• [Work to be completed] Repeat the data that follows in full. Do not include the pictures.

BEGIN

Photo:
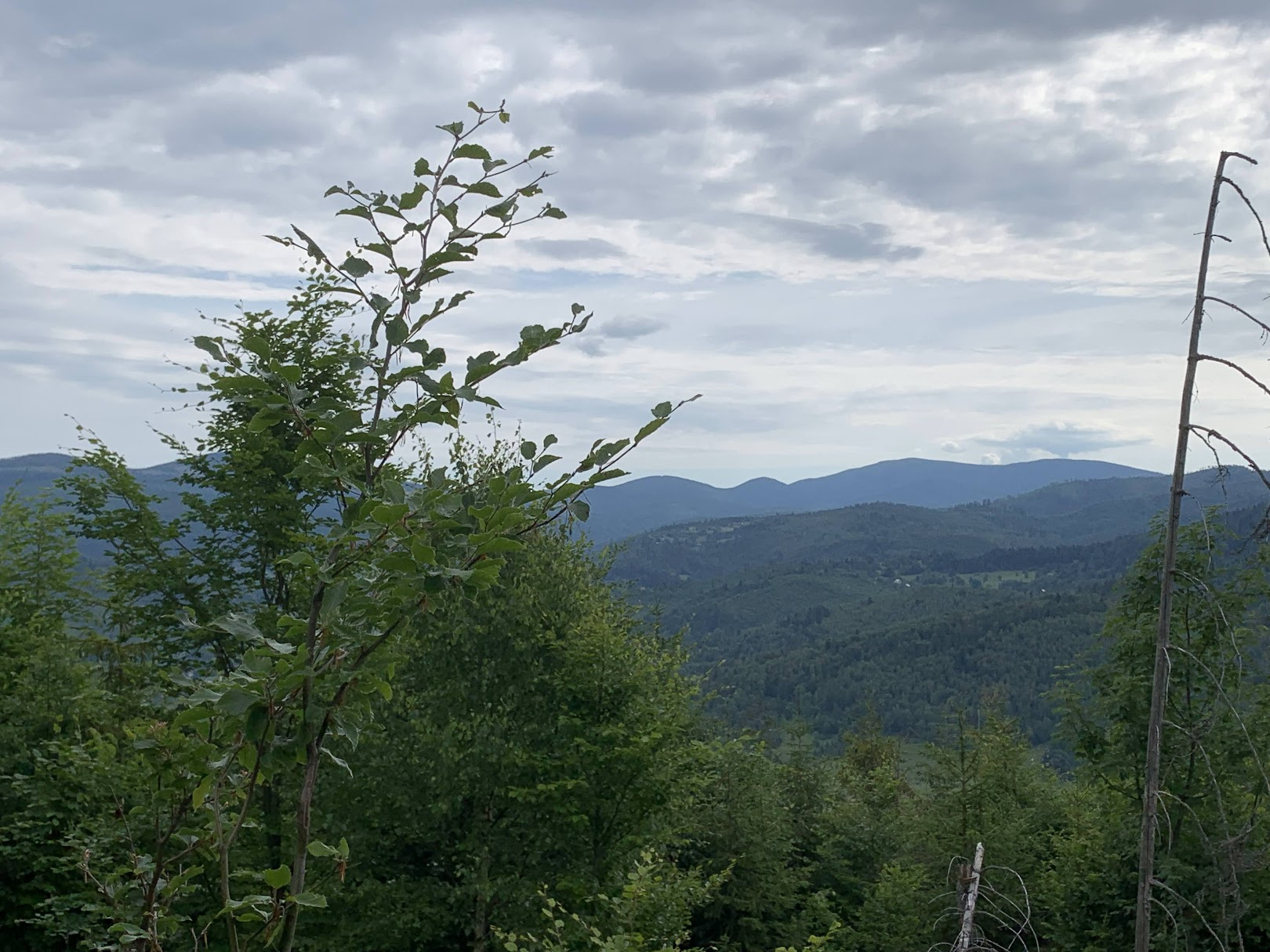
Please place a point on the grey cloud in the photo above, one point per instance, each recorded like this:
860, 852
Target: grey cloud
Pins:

END

• [Reply]
Photo:
Please place a point on the grey cloud in the photo above, one point per instance, each recorded like this:
860, 852
Target: grey cloud
Pins:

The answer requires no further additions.